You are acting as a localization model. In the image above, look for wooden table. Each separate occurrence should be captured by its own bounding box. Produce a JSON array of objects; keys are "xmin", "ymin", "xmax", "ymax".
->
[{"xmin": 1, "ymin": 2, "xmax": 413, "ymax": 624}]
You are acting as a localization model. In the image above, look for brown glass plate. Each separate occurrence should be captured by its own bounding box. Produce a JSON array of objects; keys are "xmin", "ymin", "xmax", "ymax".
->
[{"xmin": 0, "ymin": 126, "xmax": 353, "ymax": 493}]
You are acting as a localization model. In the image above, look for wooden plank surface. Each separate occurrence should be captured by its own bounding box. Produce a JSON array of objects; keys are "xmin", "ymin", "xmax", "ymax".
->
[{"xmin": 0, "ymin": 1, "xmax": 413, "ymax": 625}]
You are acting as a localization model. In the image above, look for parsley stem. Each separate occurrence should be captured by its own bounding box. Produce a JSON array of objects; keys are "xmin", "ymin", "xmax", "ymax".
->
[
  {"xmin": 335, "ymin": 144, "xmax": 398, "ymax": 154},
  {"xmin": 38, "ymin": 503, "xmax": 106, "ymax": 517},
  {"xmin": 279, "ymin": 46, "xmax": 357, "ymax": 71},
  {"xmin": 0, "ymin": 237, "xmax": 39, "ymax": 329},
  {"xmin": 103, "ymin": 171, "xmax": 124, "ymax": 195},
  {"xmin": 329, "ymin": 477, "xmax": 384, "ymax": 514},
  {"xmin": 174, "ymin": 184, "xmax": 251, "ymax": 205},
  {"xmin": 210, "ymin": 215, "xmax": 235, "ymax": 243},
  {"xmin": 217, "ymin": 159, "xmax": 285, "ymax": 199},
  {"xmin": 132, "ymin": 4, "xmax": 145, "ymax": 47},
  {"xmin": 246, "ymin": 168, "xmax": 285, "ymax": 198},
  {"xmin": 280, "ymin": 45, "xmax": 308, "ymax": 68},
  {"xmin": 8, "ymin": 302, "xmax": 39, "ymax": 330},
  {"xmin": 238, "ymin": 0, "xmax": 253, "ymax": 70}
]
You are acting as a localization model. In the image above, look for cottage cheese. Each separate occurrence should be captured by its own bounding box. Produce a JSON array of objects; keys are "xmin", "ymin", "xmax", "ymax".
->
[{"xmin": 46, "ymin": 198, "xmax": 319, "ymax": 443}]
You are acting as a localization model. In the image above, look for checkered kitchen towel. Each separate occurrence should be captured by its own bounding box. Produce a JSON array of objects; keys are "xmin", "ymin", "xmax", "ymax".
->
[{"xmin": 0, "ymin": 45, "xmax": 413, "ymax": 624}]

━━━━━━

Filter by the word "wooden": copy every line of the data that holds it.

You are acting as a localization model. In the image above, look for wooden table. Each separate occurrence should be captured by its own bounding box. Produce a JSON array of objects; keys are "xmin", "ymin", "xmax", "ymax".
You are acting as a localization model. In the image above, look for wooden plank surface. Each separate occurrence should be captured by its own bounding box. Produce a JSON array of objects; keys are "xmin", "ymin", "xmax", "ymax".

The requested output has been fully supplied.